◆ Source data

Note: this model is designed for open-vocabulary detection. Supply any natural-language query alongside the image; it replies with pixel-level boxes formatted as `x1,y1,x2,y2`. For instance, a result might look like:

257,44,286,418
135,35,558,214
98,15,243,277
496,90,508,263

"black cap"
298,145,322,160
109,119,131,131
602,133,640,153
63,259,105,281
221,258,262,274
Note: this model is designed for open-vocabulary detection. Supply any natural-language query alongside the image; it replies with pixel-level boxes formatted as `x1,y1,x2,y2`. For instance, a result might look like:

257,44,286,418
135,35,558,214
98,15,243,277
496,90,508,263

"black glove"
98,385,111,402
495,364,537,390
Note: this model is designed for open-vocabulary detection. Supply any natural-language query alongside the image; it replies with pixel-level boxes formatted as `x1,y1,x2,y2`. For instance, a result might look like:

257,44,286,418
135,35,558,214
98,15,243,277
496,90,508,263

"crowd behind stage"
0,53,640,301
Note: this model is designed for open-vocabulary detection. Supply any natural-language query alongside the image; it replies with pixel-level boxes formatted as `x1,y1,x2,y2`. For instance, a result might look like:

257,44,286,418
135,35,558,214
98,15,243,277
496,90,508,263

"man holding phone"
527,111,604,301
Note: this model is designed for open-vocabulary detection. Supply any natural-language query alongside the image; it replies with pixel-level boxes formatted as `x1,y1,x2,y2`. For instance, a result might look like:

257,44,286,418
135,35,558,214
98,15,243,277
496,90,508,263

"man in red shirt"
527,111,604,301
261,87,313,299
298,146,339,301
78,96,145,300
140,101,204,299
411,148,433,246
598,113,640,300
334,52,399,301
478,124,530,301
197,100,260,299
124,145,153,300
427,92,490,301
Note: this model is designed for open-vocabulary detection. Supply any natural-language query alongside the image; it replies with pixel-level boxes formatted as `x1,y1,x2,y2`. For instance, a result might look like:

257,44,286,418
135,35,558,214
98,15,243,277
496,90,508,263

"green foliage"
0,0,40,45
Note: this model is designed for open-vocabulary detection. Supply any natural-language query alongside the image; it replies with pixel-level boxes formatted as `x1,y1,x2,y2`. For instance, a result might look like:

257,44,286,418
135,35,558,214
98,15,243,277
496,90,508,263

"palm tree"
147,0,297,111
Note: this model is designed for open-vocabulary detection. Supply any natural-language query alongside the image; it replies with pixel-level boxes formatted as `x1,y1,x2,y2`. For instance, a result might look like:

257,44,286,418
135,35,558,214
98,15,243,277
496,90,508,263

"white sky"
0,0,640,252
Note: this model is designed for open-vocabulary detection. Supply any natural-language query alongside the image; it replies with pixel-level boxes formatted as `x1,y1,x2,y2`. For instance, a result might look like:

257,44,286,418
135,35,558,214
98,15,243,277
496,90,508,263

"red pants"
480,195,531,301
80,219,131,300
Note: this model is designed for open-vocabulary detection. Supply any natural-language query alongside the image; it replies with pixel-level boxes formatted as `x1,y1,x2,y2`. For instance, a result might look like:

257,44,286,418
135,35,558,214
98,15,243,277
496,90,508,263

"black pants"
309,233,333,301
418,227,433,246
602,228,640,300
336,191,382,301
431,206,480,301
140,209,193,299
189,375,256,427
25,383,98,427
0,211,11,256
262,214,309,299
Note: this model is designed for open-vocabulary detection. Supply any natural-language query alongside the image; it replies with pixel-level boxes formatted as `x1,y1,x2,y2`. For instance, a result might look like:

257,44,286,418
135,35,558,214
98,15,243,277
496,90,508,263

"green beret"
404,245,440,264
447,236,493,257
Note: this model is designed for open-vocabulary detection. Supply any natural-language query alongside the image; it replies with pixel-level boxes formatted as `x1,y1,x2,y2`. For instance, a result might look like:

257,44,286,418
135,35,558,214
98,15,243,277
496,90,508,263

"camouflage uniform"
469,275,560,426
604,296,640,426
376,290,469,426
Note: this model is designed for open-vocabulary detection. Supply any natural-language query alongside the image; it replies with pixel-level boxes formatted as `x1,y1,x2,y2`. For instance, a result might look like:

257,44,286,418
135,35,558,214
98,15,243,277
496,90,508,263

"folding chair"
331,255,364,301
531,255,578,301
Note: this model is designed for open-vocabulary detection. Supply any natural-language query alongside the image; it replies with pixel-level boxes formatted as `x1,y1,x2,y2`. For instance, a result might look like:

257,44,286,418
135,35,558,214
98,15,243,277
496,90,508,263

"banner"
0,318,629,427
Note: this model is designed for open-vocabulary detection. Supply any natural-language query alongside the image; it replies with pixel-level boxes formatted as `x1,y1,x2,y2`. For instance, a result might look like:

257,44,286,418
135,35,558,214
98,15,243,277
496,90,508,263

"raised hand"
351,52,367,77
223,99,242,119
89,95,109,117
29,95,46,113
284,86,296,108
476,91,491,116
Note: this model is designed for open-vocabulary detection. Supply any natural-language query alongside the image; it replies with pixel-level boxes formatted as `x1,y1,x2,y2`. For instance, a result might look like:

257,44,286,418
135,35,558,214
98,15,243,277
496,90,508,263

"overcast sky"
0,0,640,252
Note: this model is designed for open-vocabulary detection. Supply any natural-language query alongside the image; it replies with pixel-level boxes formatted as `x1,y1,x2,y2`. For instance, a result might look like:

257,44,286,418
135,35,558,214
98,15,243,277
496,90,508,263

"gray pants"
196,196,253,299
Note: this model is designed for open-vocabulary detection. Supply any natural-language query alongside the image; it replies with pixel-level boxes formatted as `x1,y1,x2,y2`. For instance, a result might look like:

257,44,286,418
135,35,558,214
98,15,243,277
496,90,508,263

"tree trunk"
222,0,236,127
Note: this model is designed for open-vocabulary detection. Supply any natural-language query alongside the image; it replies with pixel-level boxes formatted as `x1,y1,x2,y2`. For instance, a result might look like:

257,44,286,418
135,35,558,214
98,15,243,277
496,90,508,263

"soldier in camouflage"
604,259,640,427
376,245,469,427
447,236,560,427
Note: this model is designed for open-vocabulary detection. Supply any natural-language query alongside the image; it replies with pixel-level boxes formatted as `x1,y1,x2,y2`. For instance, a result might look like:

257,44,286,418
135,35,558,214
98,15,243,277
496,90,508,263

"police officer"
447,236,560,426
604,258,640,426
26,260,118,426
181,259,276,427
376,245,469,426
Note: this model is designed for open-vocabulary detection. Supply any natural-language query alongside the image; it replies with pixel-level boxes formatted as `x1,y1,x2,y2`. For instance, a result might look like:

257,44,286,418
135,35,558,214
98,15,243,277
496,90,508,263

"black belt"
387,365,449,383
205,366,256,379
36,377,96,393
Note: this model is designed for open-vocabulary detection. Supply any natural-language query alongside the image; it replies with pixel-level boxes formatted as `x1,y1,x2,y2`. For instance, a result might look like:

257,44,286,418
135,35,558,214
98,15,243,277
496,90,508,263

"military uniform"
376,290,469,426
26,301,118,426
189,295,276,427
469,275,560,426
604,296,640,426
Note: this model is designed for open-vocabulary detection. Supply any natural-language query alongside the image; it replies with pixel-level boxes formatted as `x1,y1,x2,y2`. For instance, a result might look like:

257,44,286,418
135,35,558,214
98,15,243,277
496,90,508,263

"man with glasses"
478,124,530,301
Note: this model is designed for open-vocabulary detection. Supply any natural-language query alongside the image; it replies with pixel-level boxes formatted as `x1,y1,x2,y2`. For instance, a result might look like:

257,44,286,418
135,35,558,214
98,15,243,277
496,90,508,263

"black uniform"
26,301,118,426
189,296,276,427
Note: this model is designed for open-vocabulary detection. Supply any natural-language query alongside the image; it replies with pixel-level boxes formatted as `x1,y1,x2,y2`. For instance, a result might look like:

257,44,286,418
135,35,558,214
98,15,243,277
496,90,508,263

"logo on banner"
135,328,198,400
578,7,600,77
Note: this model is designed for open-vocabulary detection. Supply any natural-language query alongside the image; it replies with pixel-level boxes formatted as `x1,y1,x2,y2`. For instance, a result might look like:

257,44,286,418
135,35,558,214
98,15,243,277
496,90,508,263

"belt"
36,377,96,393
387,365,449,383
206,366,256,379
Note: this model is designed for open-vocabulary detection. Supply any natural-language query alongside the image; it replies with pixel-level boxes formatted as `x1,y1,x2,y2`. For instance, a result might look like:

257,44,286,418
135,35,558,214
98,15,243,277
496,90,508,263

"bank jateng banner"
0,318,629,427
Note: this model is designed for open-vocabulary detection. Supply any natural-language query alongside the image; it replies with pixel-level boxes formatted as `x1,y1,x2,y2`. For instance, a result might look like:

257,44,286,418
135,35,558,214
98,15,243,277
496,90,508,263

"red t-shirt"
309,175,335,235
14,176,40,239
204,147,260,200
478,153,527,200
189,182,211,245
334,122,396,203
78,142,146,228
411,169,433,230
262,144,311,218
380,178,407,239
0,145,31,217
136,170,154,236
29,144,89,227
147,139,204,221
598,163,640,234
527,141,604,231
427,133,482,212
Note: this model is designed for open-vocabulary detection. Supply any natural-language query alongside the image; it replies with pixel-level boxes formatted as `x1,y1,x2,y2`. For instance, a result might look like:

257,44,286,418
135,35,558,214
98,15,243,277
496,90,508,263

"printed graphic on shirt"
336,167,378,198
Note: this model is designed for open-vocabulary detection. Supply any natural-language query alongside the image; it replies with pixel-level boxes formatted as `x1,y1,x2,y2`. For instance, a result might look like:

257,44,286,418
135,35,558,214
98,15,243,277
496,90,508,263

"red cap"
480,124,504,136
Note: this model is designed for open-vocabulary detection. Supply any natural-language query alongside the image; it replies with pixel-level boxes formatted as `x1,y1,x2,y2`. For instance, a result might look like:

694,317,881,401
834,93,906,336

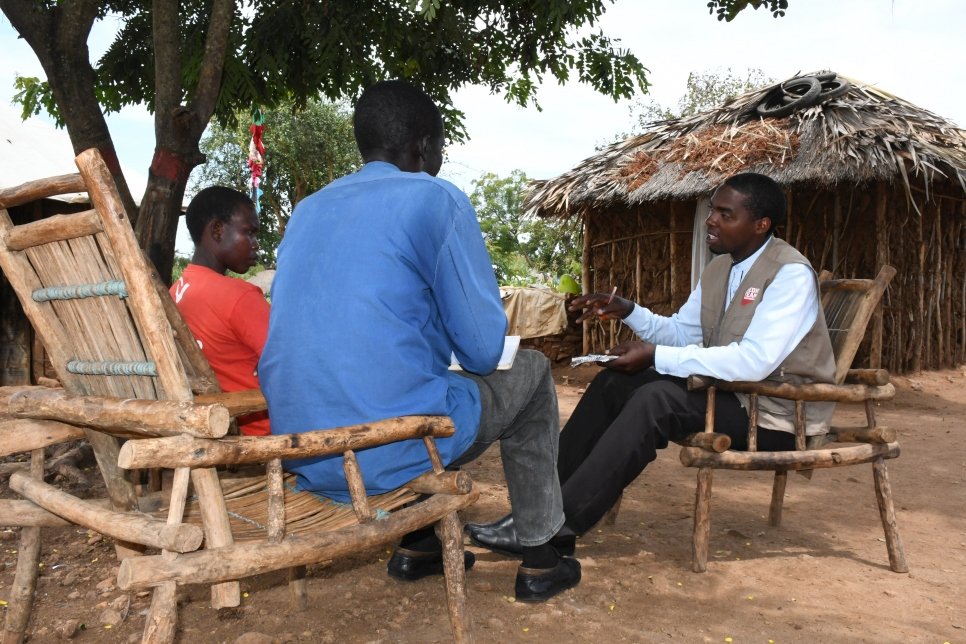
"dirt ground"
0,366,966,644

◆ Work to be completed
Please copy every line of the data above that contains the string "camouflage", and leave out all other lines. Matching is case-sensitive.

◆ Response for this exercise
"camouflage uniform"
"soldier in camouflage"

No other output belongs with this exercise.